Exercise brief
Retype all of the records shown beneath this task, exactly as they stand.

Records supplied
=== Begin Enclosure ===
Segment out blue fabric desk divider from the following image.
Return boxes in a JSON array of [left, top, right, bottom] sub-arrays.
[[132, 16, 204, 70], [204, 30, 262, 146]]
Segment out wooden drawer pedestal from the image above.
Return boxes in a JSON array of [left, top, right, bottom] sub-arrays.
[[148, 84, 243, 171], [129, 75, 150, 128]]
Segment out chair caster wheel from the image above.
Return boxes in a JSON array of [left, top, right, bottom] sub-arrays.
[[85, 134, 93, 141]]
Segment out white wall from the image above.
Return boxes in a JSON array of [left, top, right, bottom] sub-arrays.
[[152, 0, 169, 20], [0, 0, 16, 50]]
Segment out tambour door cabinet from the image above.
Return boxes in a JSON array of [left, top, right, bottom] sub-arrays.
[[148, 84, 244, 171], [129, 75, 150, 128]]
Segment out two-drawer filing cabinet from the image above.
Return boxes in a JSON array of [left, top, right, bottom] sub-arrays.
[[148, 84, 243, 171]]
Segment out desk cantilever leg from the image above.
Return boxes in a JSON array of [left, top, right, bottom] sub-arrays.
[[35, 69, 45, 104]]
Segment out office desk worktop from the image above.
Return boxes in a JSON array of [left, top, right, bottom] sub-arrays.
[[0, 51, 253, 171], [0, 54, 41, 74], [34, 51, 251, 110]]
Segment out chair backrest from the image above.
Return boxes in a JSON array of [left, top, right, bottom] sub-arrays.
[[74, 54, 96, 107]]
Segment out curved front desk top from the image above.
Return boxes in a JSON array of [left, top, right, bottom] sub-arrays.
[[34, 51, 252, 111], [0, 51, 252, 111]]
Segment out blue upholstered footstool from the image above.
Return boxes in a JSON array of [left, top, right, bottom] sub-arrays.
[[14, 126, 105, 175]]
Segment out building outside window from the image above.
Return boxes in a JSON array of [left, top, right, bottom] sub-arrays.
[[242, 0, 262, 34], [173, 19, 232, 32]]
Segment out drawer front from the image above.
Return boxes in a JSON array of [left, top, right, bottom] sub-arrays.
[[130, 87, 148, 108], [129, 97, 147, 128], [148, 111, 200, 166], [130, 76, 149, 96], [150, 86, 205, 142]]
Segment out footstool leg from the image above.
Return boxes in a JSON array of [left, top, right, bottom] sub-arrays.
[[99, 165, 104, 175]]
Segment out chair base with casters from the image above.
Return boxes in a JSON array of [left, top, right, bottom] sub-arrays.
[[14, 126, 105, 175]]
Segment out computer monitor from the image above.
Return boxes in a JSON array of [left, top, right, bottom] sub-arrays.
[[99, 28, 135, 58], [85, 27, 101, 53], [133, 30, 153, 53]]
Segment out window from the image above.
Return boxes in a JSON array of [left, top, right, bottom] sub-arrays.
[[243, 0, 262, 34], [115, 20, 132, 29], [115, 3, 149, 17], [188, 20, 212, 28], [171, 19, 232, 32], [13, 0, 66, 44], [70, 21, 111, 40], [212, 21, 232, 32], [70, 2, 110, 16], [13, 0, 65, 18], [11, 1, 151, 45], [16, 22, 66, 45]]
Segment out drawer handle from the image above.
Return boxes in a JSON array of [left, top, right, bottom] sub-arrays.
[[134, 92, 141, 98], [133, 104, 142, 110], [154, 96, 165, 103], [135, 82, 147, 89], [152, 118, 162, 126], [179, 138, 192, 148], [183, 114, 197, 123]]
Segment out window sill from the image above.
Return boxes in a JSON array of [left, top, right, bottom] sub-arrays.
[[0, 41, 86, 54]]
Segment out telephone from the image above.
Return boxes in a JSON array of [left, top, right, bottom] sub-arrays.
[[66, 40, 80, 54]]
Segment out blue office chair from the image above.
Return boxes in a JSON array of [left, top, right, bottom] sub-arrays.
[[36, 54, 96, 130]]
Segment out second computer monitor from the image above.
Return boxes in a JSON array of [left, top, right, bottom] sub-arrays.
=== End Enclosure ===
Exercise result
Segment out blue fabric desk divider from the following image.
Return boxes in a JSON array of [left, top, right, bottom] sub-arrays.
[[132, 16, 204, 70], [204, 30, 262, 146]]
Segment out wooden drawer pedestal from the image above.
Return boxes in a JSON array of [left, top, right, bottom] sub-arrays.
[[148, 84, 243, 171], [129, 75, 150, 128]]
Segment out chair caster wheel from the image above.
Return boxes in a JSON array of [left, top, right, bottom] sub-arrays.
[[85, 134, 93, 141]]
Segment out white wall from the image above.
Return boxes in a JSON array of [left, top, right, bottom] sub-arrays.
[[152, 0, 169, 20], [0, 0, 16, 50]]
Segment out tambour door cabinet from the image above.
Return boxes in a JSON array of [left, top, right, bottom] sub-arrays.
[[148, 84, 244, 171], [129, 75, 150, 128]]
Segment out two-drawer filing cabinet from the image above.
Return boxes in a JSON array of [left, top, right, bottom] sub-arrays.
[[148, 84, 243, 171]]
Segment out desk cantilever leg from the image above.
Return boxes in a JSON array of [left, top, right, bottom] sub-arrays.
[[35, 69, 45, 104]]
Segment out office desk worktop from the image above.
Return boxes in a JSON array of [left, top, right, bottom] sub-arrays.
[[0, 51, 253, 171], [0, 54, 41, 74], [34, 51, 251, 110]]
Segment out chair backrest from the image above.
Return boxes in a JSON array of [left, top, right, bottom] sub-arrays.
[[74, 54, 96, 107]]
Segment out curved front desk top from the image above.
Return boxes in a JSON array of [left, top, right, bottom] sub-arrays.
[[34, 51, 252, 111], [0, 51, 252, 111]]
Segment out blue upholstered footstool from the image above.
Return boxes in a JSON array of [left, top, right, bottom] sub-arrays.
[[14, 126, 105, 175]]
Segment out building outside window from the image above.
Return boxes in a JSON array of [left, top, right, bottom] sub-arrays.
[[242, 0, 262, 34], [173, 19, 232, 32]]
Segment out drawer front from the image above.
Return boxes in a JSON array of [left, top, right, bottom] sub-arrays.
[[130, 87, 148, 108], [129, 97, 147, 128], [148, 111, 200, 166], [130, 76, 149, 96], [150, 86, 205, 142]]
Segment out footstool leg from the image above.
Return boxes in a JSON array of [left, top, right, bottom] sub-arrays.
[[99, 165, 104, 175]]
Segment out chair base with casters from the image above.
Return boxes in a JSON array of [left, top, right, bottom] sub-arrays.
[[14, 126, 105, 175]]
Segment out computer monitor from the image above.
Return boxes in a JSON array of [left, top, right, bottom] sub-arrays.
[[99, 28, 135, 58], [85, 27, 101, 53], [133, 30, 153, 53]]
Segment out window from the image above.
Return boxes in a JSON array of [left, top, right, bottom] sub-arrays.
[[243, 0, 262, 34], [115, 20, 132, 29], [115, 3, 149, 17], [188, 20, 212, 28], [171, 19, 232, 32], [13, 0, 66, 44], [70, 21, 111, 40], [212, 21, 232, 32], [70, 2, 110, 16], [13, 0, 65, 18], [11, 1, 151, 45], [16, 22, 66, 45]]
Segment out drawer handle from the image above.
Return boxes in a JSON array of [left, top, right, bottom] sub-arrays.
[[134, 92, 141, 98], [133, 104, 142, 110], [154, 96, 165, 103], [135, 82, 147, 89], [152, 118, 162, 126], [179, 138, 192, 148], [183, 114, 197, 123]]
Segment out window sill from the image above.
Return boxes in a JSON array of [left, top, right, bottom] sub-arrays.
[[0, 41, 86, 54]]
Segment out telephone from the image above.
Return boxes in a JSON array of [left, top, right, bottom] sub-arrays.
[[66, 40, 80, 54]]
Segment out blue office chair from the image above.
Return boxes in a JSON array of [left, top, right, bottom] sub-arrays.
[[36, 54, 96, 130]]
Segment out second computer monitor from the image above.
Return boxes in a JSON array of [left, top, right, bottom] sub-arrays.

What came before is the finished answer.